##### Data extract #####

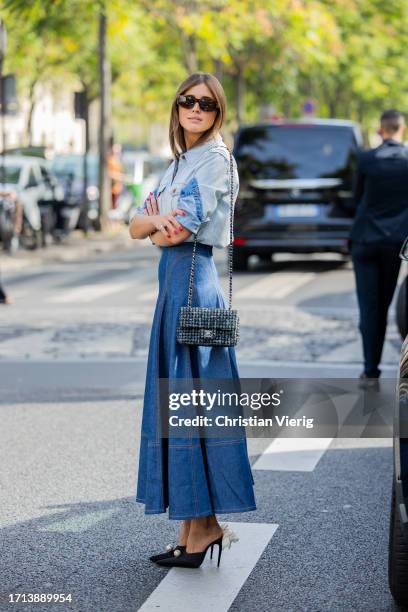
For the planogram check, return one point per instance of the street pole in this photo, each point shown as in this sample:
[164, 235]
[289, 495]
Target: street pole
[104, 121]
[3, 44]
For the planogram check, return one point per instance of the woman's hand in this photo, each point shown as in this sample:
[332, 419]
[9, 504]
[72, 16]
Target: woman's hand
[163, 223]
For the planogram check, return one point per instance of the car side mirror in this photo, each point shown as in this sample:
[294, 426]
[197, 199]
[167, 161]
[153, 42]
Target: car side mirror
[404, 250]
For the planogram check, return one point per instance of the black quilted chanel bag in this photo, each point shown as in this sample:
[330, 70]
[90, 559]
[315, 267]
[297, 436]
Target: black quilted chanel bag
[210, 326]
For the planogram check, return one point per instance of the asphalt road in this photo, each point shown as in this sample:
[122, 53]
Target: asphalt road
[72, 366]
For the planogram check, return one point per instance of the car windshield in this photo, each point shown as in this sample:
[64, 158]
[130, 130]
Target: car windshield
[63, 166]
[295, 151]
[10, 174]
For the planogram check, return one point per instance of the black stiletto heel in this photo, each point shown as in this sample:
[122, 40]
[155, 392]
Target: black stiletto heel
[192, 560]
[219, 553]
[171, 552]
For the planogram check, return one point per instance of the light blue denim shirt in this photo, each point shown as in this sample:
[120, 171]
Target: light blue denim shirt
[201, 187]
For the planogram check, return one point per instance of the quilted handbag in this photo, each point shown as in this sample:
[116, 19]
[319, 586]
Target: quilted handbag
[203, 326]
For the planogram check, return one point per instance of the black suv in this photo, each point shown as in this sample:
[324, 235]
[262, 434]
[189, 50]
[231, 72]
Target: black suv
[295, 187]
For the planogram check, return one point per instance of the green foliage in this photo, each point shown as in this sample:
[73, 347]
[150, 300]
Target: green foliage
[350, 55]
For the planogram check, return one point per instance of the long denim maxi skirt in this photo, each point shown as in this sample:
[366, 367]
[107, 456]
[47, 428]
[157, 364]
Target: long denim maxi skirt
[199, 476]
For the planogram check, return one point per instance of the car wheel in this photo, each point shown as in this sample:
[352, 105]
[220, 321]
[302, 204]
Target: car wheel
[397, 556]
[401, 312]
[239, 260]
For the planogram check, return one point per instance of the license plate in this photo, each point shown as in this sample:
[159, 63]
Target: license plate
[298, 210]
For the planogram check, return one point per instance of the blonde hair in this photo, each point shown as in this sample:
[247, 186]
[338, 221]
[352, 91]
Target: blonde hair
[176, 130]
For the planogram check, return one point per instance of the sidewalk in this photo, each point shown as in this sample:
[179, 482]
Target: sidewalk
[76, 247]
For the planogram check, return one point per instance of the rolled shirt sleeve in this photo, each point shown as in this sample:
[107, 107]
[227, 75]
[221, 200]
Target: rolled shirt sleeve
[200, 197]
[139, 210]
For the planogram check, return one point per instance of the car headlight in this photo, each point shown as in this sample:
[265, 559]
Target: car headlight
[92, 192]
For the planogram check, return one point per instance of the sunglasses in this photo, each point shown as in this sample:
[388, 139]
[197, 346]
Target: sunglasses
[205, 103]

#####
##### Data extract #####

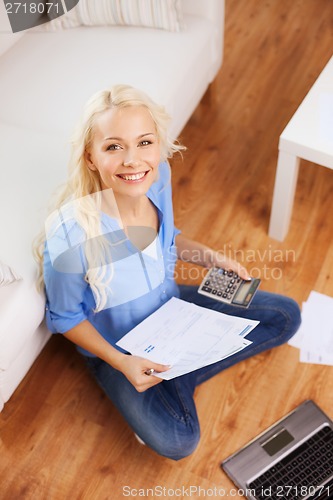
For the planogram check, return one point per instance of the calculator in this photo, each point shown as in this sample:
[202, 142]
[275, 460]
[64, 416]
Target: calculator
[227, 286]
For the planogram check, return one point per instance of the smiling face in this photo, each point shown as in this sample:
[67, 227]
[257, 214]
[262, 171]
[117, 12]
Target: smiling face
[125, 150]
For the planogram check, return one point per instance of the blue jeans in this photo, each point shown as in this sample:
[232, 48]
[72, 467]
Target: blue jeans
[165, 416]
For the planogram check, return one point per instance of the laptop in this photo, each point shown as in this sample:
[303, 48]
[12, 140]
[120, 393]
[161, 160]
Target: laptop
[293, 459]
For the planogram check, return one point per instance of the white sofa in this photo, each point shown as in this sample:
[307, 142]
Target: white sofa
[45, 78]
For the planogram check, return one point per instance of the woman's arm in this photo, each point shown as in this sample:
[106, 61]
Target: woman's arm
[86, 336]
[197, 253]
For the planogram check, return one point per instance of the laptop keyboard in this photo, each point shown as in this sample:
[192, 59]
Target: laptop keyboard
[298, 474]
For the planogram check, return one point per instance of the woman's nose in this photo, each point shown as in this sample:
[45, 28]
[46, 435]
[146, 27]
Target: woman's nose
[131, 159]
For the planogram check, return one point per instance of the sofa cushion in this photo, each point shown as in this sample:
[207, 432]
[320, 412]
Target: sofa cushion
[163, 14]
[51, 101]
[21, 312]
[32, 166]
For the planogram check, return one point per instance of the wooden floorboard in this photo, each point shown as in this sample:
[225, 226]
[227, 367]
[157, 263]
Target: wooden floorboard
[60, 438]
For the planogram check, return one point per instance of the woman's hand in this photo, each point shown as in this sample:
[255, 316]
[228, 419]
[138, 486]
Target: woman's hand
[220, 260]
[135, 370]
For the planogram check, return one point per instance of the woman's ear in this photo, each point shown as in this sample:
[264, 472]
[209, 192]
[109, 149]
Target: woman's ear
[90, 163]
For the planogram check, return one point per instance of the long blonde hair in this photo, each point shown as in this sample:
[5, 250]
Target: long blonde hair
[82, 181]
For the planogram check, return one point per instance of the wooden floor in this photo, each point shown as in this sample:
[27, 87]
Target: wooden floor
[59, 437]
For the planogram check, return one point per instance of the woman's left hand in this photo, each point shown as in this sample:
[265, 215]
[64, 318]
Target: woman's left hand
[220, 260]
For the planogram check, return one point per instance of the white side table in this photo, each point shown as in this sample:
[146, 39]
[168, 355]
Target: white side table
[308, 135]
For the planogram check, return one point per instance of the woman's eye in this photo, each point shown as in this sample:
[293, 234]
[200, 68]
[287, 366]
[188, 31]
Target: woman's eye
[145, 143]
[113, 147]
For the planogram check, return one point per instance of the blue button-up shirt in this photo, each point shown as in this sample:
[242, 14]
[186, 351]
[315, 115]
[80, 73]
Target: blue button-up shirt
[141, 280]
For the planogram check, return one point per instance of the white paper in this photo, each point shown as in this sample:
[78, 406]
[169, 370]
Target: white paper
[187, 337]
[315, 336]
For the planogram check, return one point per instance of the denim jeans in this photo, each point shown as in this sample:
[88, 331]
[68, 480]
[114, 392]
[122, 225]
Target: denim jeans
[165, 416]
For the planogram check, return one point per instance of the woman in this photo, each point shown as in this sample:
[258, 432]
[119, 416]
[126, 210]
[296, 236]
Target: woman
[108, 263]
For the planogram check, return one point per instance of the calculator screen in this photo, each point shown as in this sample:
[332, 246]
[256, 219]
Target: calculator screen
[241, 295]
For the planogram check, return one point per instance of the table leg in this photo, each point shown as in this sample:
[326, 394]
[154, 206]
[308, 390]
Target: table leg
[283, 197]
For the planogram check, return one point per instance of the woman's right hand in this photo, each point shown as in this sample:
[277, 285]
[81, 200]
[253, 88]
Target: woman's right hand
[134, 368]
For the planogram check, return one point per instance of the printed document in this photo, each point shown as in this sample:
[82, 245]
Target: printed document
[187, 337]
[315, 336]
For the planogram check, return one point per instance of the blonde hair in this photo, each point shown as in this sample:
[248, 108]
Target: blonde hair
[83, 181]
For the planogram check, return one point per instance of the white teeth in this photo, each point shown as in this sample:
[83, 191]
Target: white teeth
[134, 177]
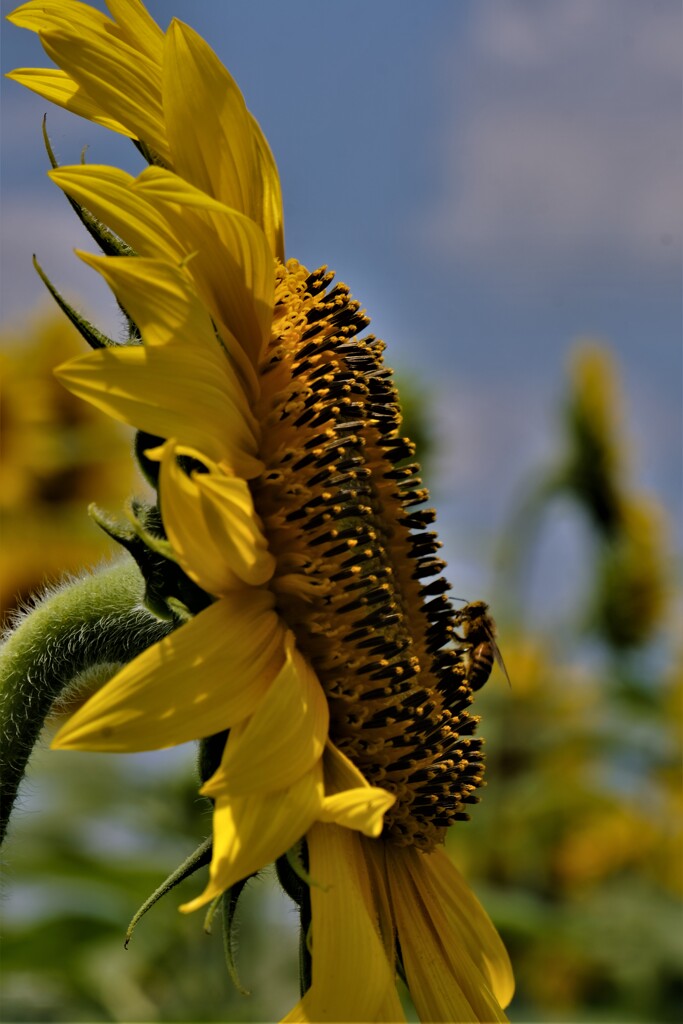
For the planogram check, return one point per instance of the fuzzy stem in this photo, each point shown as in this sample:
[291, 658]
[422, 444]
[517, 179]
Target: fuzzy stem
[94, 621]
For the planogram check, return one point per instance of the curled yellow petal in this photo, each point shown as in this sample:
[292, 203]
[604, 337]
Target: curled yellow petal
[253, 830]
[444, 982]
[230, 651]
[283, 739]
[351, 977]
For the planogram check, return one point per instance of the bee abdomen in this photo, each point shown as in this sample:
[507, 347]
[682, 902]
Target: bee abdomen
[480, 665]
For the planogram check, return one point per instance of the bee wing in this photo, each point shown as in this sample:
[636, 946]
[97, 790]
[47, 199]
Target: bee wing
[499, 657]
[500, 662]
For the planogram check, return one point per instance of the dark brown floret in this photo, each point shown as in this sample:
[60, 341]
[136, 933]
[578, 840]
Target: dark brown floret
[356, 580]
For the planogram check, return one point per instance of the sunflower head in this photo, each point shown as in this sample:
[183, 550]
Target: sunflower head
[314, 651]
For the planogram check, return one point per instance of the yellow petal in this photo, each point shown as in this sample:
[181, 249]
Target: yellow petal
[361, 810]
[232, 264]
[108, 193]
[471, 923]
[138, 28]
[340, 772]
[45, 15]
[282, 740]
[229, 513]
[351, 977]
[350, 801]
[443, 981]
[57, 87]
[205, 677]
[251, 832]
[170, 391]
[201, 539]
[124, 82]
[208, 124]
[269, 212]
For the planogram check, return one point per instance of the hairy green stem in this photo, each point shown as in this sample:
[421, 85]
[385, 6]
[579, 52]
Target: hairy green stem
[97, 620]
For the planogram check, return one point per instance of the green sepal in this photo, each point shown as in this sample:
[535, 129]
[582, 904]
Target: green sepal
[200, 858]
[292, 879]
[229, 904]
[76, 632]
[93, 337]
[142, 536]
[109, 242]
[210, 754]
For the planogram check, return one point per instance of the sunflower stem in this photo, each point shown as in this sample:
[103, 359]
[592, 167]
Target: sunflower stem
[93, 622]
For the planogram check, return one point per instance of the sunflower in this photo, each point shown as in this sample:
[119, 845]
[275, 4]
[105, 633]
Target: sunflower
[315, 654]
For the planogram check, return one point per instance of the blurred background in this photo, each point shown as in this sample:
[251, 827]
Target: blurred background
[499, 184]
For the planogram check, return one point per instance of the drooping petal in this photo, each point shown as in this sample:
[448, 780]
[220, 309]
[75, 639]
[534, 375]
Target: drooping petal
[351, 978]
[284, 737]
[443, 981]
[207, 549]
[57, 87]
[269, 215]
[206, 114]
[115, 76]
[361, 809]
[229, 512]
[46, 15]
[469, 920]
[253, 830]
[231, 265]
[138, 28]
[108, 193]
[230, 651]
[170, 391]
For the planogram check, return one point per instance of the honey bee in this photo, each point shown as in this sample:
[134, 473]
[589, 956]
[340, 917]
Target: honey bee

#####

Directive :: Count the lines of the records above that contain the string "sidewalk", matching case exactly, and reply with the number alone.

Result of the exercise :: 2